To perform successive evaluation, we need to have access to the user's history in chronological order. Let's create a dictionary with users as keys

In [None]:
test_dict = {}
for user, item, rating, timestamp in test.values:
    ...

In [None]:
test_dict

In [None]:
def downvote_seen_items_sequence(scores, seen_sequence):
    assert isinstance(scores, np.ndarray), 'Scores must be a dense numpy array!'
    assert scores.shape[0] == len(seen_sequence), 'Scores size is different from sequence length!'
    
    for i in range(len(seen_sequence)):
        scores[i, seen_sequence[:i + 1]] = scores.min() - 1

In [None]:
def successive_evaluation(test_dict, model, topn=10):
    cum_hits = 0
    cum_reciprocal_ranks = 0.
    cum_discounts = 0.
    unique_recommendations = set()
    total_count = 0
    
    for user in tqdm(test_dict):
        seen_seq = ...
        test_seq = ...
        num_predictions = len(test_seq)
        if not num_predictions: # if no test items left - skip user
            continue
        scores = model.recommend_sequential(test_seq, seen_seq, user)
        downvote_seen_items_sequence(scores, test_dict[user][:-1])
        predicted_items = topn_recommendations(scores, topn=topn)
        
        hit_steps, hit_index = np.where(predicted_items == np.atleast_2d(test_seq).T)
        unique_recommendations.update(predicted_items.ravel())

        num_hits = hit_index.size
        if num_hits:
            cum_hits += num_hits
            cum_reciprocal_ranks += np.sum(1. / (hit_index+1))
            cum_discounts += np.sum(1. / np.log2(hit_index+2))

        total_count += num_predictions

    hr = cum_hits / total_count
    mrr = cum_reciprocal_ranks / total_count
    dcg = cum_discounts / total_count
    cov = len(unique_recommendations) / scores.shape[1]
    results = pd.DataFrame(
        data = {f'{model.__class__.__name__}': [hr, mrr, dcg, cov]},
        index = [f'{metric}@{topn}' for metric in ['HR', 'MRR', 'NDCG', 'COV']]
    )

● Dataset excerpts:
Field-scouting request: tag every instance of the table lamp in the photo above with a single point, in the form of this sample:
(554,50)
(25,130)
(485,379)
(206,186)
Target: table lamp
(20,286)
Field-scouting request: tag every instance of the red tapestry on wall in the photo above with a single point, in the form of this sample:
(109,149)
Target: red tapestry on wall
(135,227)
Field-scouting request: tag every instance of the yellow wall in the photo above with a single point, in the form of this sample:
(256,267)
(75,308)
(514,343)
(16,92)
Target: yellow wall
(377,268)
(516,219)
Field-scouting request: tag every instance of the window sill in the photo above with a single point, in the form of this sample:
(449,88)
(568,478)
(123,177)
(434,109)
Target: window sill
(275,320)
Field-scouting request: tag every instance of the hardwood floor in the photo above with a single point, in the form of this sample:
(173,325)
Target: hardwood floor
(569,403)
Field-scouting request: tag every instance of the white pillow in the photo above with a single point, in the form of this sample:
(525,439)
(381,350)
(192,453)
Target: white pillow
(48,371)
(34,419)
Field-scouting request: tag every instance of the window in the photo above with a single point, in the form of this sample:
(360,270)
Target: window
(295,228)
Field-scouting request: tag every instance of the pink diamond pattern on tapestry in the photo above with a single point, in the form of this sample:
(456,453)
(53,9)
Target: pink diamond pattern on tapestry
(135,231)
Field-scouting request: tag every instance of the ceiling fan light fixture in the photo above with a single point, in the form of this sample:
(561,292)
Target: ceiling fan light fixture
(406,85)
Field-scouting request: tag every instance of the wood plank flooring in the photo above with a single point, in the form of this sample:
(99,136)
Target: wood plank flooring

--

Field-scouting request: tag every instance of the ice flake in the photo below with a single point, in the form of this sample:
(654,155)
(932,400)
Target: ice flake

● Written tasks:
1. Copy the successive evaluation excerpt from "unique_recommendations = set()" up to and including "predicted_items = topn_recommendations(scores, topn=topn)".
2. In the successive evaluation excerpt, what happens to a user who has no test items left?
3. List every metric name used to build the index of the results DataFrame in the successive evaluation excerpt.

● Solutions for each task:
1.
unique_recommendations = set()
    total_count = 0
    
    for user in tqdm(test_dict):
        seen_seq = ...
        test_seq = ...
        num_predictions = len(test_seq)
        if not num_predictions: # if no test items left - skip user
            continue
        scores = model.recommend_sequential(test_seq, seen_seq, user)
        downvote_seen_items_sequence(scores, test_dict[user][:-1])
        predicted_items = topn_recommendations(scores, topn=topn)

2. The user is skipped.

3. HR, MRR, NDCG, COV